READING TEXT:
+===+

However, if the encoder 30 encounters a switching instance of type 92, the encoder 30 could either encode the temporal portion of the audio signal following the switching instance unmodified up to some syntax element level and then amending, for example, same in order to subject the high-frequency spectral band of the audio signal during that temporary time period to a fade-in function, such as by appropriately scaling scale factors and/or spectral line values within the respective spectrotemporal tile, or the encoder 30 first modifies the audio signal within the high-frequency spectral band 66 during the temporary time period immediately starting at the switching instance, with then encoding the thus modified audio signal.
When encountering a switching instance of type 94, the encoder 30 could for example act as follows: the encoder could, for a temporary time period immediately starting at the switching instance, scale-down the audio signal's spectrum within the high-frequency spectral band 66—by applying a fade-in function or not. Alternatively, the encoder could encode the audio signal at the time portion following the switching instance using the coding mode to which the switching instance takes place, without any modification up to some syntax element level, with then changing appropriate syntax elements so as to provoke the respective scaling-down of the audio signal's spectrum within the high-frequency spectral band during the temporary time period. The encoder may appropriately scale-down respective scale factors and/or spectral line values.
Although some aspects have been described in the context of an apparatus, it is clear that these aspects also represent a description of the corresponding method, where a block or device corresponds to a method step or a feature of a method step. Analogously, aspects described in the context of a method step also represent a description of a corresponding block or item or feature of a corresponding apparatus. Some or all of the method steps may be executed by (or using) a hardware apparatus, like for example, a microprocessor, a programmable computer or an electronic circuit. In some embodiments, some one or more of the most important method steps may be executed by such an apparatus.

+===+

(Dataset entries about object locations)
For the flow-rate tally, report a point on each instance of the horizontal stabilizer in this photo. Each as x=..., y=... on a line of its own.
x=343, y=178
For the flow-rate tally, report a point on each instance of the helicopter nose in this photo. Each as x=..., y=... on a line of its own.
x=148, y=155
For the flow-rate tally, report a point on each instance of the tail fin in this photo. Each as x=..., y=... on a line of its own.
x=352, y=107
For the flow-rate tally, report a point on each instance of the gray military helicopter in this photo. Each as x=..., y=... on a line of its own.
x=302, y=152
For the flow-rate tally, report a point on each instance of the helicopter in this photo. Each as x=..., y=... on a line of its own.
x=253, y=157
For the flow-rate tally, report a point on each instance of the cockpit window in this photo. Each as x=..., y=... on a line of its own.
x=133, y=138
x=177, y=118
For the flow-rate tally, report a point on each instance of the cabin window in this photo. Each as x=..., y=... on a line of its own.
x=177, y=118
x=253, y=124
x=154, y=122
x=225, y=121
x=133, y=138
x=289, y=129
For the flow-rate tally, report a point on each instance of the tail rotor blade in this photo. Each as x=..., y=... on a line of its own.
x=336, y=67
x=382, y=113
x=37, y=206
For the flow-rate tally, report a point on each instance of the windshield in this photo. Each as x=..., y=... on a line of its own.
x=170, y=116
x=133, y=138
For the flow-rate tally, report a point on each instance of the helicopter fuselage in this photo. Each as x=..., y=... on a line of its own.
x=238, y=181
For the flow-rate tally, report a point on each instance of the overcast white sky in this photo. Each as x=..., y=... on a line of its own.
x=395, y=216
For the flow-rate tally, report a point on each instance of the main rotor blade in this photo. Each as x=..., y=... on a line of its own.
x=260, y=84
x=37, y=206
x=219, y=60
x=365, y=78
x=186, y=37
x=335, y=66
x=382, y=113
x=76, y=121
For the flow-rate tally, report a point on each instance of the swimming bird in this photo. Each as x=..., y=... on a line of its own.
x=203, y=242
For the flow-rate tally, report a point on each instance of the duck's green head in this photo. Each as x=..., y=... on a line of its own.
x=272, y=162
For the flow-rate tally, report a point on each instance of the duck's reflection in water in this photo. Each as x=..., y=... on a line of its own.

+===+

COMPLETE THE FOLLOWING:
a - Based on the encoder passage, decide whether each statement agrees with it, answering yes or no and quoting the deciding words: (i) at a switching instance of type 94, the encoder has to apply a fade-in function when it scales down the spectrum in the high-frequency spectral band; (ii) the encoder may scale down respective scale factors and/or spectral line values; (iii) a programmable computer is one kind of hardware apparatus that may execute some or all of the method steps.
b - Copy word for word the part of the encoder passage from "Although some aspects" to "such an apparatus.".

RESPONSES BY TASK:
a -
(i) No: "by applying a fade-in function or not."
(ii) Yes: "The encoder may appropriately scale-down respective scale factors and/or spectral line values."
(iii) Yes: "Some or all of the method steps may be executed by (or using) a hardware apparatus, like for example, a microprocessor, a programmable computer or an electronic circuit."

b -
Although some aspects have been described in the context of an apparatus, it is clear that these aspects also represent a description of the corresponding method, where a block or device corresponds to a method step or a feature of a method step. Analogously, aspects described in the context of a method step also represent a description of a corresponding block or item or feature of a corresponding apparatus. Some or all of the method steps may be executed by (or using) a hardware apparatus, like for example, a microprocessor, a programmable computer or an electronic circuit. In some embodiments, some one or more of the most important method steps may be executed by such an apparatus.